What the task asks
Write the next part of the text below about anticancer ferric prodrugs carried by human serum albumin, starting after its final sentence.

Excerpt to read
Recently, Associate Prof. Wang Tao of SUSTech Department of Biology cooperated with Prof. Yang Feng and Prof. Zhang Wei from School of Pharmacy, Nantong University, and published a paper on the most prestigious journal in medicinal chemistry－Journal of Medicinal Chemistry titled Developing Anticancer Ferric Prodrugs Based on the N-Donor Residues of Human Serum Albumin Carrier IIA Subdomain. The paper reported the latest progress in developing anticancer ferric prodrugs based on the N-donor residues of human serum albumin carrier for the first time.

Human Serum Albumin (HSA) is the most abundant protein in human blood plasma, whose concentrations in plasma can reach 5g/100mL. In the past decades, the physiological and pharmacological characteristics of HSA have been widely researched. As the most important carrier system, HSA can transport solutes in plasma to corresponding organs.

HSA is a kind of protein consisting of 585 amino acid residues, and has a molecular mass of 66.5 kDa. It has 35 cysteine residues, 34 of which form 17 pairs of disulfide bonds, making its structure very stable, with a half-life period of as long as 19 days. In its molecular structure, there are multiple areas capable of specifically binding small molecular drugs. It is the existence of multiple areas of drug binding that makes it possible for HSA to bind 70% of small molecular drugs. Therefore, it is a very popular field of study to take HSA as the drug carrier to prolong the half-life period of drugs within the body and reduce the toxicity of drugs at the same time. The most successful case is Abraxane®, the compound of the anticancer drug Paclitaxel based on HSA carrier developed by the Abraxis Bioscience. This drug greatly reduces the toxicity of Paclitaxel and noticeably increases its anti-tumor ability.

Supplied records
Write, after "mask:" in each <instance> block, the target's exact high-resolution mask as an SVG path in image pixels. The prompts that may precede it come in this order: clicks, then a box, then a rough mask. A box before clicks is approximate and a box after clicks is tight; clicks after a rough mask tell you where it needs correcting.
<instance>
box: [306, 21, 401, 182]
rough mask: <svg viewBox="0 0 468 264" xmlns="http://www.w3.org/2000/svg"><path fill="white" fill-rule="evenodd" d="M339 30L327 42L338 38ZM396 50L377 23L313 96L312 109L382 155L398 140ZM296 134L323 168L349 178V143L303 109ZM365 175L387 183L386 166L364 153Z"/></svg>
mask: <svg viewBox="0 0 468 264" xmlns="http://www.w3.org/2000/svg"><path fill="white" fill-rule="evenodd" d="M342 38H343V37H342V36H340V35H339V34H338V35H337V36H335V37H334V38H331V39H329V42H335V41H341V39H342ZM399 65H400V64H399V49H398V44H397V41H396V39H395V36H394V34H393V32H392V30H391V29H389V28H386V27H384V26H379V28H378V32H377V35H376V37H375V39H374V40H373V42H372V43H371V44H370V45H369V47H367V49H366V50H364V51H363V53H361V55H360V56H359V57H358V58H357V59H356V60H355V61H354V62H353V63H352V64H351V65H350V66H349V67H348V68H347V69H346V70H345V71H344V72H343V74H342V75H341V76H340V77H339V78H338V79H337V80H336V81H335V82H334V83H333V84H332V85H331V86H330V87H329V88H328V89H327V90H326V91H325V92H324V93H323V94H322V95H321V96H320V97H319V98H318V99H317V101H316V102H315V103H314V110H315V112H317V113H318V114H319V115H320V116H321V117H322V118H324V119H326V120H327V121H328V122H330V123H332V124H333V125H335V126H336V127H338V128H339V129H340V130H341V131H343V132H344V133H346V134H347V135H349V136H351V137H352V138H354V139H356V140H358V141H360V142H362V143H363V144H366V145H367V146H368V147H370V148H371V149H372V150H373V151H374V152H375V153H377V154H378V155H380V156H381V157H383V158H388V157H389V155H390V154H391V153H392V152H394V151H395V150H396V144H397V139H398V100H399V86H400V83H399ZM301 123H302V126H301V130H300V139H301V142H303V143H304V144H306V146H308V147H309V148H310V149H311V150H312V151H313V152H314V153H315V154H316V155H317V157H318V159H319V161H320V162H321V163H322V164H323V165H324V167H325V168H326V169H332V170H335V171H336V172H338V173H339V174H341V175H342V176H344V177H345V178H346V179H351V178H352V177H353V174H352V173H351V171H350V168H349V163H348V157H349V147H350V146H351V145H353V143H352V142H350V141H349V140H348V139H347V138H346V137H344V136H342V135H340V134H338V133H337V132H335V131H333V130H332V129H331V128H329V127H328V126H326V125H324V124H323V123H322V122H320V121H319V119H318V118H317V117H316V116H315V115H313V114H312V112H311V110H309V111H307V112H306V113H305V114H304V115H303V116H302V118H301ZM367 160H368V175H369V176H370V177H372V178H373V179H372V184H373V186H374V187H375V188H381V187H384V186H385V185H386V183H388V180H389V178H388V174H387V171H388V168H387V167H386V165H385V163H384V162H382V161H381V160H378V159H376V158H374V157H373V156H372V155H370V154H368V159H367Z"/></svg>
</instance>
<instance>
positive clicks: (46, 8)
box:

==

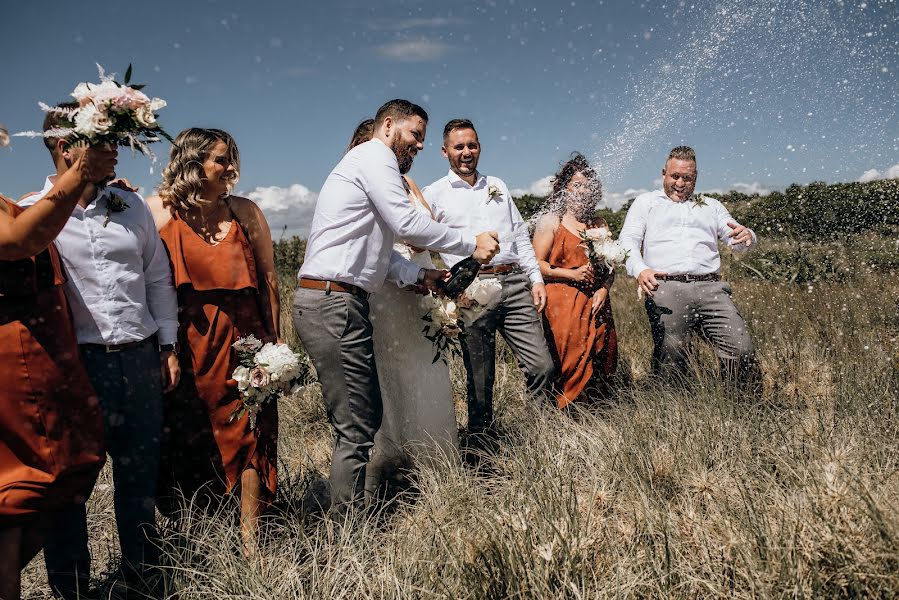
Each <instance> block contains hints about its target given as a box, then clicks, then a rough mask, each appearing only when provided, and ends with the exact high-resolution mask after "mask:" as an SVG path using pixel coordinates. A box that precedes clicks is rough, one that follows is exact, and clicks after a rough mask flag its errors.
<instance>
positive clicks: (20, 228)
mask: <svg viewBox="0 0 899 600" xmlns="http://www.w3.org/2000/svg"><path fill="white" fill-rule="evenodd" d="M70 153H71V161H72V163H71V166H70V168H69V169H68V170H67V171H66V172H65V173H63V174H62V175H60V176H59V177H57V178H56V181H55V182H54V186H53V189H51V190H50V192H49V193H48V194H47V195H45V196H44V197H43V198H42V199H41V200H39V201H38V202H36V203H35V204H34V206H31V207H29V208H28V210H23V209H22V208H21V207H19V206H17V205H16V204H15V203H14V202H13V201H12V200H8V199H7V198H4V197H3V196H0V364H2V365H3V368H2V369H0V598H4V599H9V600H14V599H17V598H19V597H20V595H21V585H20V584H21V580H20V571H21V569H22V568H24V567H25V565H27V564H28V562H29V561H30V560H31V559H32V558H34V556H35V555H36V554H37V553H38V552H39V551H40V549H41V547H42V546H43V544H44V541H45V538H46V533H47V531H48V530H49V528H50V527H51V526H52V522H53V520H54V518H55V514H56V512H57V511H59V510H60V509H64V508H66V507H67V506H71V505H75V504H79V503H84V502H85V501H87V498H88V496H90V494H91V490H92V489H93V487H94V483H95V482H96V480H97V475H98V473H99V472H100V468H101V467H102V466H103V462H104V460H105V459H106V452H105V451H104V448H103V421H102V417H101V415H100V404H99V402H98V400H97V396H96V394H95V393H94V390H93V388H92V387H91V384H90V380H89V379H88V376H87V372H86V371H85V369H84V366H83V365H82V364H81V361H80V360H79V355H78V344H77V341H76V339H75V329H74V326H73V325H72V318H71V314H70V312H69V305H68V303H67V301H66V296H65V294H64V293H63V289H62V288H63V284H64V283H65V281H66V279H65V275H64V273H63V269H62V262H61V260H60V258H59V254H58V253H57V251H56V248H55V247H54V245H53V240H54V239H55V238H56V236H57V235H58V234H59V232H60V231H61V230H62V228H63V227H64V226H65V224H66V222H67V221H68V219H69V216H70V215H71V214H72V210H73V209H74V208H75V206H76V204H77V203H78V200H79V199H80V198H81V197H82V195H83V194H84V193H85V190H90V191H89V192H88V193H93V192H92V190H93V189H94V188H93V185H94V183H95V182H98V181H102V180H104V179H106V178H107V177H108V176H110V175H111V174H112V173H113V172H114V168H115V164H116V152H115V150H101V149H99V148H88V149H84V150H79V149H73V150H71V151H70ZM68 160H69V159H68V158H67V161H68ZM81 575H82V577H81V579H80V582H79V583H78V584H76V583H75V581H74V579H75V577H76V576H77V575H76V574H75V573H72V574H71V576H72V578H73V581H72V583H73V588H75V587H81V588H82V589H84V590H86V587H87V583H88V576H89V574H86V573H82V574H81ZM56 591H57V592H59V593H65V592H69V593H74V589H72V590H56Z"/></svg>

Answer section
In the paper, researchers designed a series of anticancer ferric prodrugs by taking the IIA subdomain of HSA as carrier binding sites. By using the X-ray crystallography， they confirmed that components were bound on the binding sites of the HSA IIA domain as predicted. Through vivo experiments, they confirmed that the developed HSA anticancer ferric complex compound was more effective in treating tumors than monomeric compound, which indicates that HSA anticancer ferric complex compound is a potential way to improve the newly-developed anticancer drug. Meanwhile, the working mechanism of HSA anticancer ferric complex compound’s anticancer activity was also tentatively discussed.

The paper was co-authored by Prof. Yang and Prof. Zhang from School of Pharmacy, Nantong University, and Associate Prof. Wang Tao of SUSTech Biology Department. Their research received financial support from Ministry of Science and Technology of the People’s Republic of China and the National Natural Science Foundation of China.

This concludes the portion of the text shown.